■ **YOUR ASSIGNMENT**
Scan the records below and copy every line that contains the string "green".

══ RECORDS TO PROCESS ══

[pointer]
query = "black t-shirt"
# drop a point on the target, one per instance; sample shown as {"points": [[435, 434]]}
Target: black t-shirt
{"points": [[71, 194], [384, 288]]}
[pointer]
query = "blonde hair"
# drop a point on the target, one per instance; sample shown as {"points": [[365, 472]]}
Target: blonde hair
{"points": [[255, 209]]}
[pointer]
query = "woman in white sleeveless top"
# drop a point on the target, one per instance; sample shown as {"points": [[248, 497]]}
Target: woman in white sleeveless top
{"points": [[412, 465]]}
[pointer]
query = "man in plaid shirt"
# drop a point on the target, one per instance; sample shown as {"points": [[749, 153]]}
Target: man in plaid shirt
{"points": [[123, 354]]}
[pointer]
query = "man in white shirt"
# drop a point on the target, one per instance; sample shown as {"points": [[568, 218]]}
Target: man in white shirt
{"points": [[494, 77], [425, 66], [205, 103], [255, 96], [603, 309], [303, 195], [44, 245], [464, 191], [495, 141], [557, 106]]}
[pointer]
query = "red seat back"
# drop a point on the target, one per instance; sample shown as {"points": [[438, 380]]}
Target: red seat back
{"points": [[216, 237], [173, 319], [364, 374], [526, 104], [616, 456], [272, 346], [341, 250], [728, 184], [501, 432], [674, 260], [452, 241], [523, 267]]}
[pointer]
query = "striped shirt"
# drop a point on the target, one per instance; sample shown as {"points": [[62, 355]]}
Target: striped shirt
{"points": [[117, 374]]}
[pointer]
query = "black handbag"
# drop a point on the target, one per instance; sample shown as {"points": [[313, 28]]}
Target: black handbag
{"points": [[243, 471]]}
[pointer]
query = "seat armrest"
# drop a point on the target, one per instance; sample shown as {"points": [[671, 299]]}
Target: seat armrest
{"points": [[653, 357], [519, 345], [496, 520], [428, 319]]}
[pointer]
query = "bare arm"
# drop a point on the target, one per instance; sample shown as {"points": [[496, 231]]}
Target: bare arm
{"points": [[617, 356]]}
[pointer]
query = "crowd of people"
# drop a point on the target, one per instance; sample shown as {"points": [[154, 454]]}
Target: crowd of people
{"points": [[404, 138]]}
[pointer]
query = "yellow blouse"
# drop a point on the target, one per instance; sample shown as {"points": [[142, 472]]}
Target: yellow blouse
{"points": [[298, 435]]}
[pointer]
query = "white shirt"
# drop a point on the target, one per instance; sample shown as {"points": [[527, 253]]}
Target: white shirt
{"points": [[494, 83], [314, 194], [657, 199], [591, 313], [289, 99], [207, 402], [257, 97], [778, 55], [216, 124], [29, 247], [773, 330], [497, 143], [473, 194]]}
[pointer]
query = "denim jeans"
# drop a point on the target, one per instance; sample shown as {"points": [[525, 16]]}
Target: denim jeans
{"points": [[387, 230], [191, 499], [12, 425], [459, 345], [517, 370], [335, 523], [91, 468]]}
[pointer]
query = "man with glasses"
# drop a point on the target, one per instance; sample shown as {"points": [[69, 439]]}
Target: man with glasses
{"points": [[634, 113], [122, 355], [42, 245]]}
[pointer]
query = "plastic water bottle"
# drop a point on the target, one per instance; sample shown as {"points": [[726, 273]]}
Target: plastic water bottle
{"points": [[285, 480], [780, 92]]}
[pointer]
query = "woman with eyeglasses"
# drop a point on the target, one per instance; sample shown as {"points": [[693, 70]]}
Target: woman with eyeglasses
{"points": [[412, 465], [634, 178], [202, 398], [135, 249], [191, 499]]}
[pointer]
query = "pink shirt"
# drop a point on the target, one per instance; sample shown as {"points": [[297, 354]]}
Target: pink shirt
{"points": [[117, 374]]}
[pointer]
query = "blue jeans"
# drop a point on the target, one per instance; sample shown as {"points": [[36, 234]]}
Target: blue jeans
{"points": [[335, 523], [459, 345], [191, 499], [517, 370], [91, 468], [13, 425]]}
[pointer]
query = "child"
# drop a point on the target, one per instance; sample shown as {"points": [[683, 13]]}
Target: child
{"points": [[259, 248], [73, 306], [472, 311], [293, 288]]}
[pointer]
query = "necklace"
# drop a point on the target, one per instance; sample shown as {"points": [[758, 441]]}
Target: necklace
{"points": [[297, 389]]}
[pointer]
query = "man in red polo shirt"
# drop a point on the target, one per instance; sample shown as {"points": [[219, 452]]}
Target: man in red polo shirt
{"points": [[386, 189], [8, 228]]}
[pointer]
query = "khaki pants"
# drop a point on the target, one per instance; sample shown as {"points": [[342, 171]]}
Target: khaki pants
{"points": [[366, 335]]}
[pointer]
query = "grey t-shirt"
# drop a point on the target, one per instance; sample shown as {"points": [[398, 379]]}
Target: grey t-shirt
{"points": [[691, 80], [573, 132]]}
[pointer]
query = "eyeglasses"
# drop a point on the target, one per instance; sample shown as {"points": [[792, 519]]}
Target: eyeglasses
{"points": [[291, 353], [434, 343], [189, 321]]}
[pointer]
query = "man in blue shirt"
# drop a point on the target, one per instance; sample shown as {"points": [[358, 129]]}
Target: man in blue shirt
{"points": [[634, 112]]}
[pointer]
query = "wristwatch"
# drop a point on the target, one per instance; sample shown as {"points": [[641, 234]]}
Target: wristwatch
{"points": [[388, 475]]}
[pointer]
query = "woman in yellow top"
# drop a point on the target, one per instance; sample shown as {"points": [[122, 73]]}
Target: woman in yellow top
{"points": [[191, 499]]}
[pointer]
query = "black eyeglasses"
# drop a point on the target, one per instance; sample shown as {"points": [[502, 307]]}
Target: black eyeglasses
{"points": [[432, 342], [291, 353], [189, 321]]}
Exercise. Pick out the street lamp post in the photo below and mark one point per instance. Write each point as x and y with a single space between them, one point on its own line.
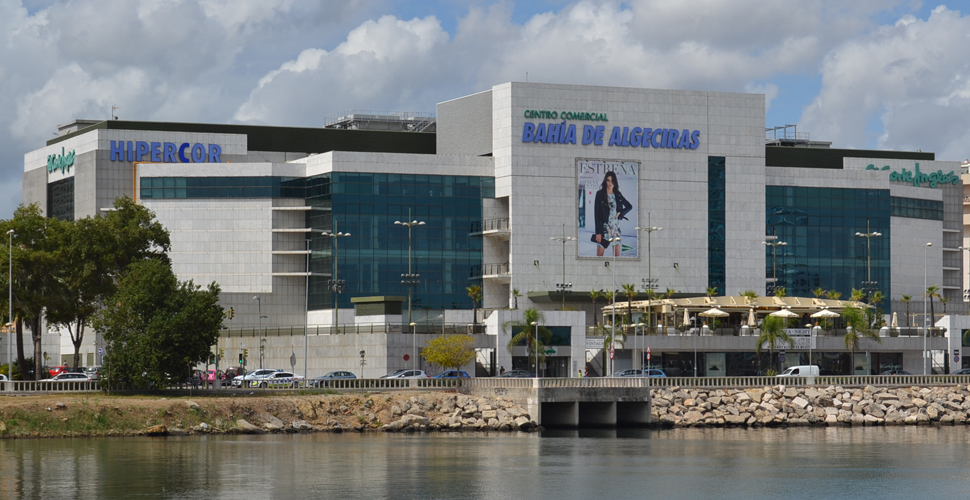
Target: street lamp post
774 244
615 240
535 345
869 285
409 279
563 287
10 234
413 336
925 320
259 312
650 284
336 285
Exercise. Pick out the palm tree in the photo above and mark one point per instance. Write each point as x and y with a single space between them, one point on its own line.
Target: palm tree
906 299
475 293
595 295
856 318
772 332
524 332
932 291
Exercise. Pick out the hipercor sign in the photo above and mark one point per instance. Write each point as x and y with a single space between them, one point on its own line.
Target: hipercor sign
165 152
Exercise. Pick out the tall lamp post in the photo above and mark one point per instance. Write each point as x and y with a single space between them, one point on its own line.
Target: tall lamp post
410 279
613 253
562 286
772 241
10 234
650 284
535 345
336 285
869 285
966 291
926 324
259 312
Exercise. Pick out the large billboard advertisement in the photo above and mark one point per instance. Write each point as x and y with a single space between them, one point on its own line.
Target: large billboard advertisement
609 201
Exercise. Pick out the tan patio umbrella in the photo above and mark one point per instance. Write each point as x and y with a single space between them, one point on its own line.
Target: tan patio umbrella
826 314
783 313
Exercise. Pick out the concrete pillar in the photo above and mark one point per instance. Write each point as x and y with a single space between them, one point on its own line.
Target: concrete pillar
633 413
597 414
560 414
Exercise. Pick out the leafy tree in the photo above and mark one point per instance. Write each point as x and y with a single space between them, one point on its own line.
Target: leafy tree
36 258
856 318
524 333
906 299
772 332
157 328
450 351
474 293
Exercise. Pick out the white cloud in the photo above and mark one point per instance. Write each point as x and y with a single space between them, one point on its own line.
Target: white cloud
904 86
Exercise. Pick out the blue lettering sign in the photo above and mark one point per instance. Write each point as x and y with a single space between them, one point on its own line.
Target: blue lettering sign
169 152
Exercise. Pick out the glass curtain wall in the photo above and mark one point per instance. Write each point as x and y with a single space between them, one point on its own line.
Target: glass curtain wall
819 226
374 257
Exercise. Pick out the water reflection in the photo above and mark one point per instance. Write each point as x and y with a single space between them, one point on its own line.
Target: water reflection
627 463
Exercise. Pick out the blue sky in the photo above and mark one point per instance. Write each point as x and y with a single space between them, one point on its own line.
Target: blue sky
888 74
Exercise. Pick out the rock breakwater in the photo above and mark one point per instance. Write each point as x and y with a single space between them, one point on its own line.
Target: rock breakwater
810 406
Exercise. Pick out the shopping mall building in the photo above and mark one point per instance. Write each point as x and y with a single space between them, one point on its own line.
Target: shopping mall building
537 193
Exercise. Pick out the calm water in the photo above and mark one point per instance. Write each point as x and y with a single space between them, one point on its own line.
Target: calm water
695 463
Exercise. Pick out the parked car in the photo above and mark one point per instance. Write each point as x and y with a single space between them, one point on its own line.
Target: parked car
325 380
67 377
279 380
895 372
93 372
407 374
632 372
245 380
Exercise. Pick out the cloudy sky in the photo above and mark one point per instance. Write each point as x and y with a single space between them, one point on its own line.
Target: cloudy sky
892 74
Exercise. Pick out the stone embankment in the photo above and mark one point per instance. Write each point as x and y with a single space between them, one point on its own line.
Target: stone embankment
810 406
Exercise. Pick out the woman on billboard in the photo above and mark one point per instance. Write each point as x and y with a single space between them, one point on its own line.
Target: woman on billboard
610 207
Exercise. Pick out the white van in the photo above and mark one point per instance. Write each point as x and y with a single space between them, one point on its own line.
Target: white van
800 371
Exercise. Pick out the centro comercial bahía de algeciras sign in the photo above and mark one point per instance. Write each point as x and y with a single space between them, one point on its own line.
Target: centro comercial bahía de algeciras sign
566 133
916 177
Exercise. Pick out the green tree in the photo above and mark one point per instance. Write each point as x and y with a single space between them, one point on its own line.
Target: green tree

═══

■ **SOLUTION**
Exercise. Pick out the green tree in the photo above and mark one point per instance. Write each point as x and y with a single space between them, one point on its own line.
Target: green tree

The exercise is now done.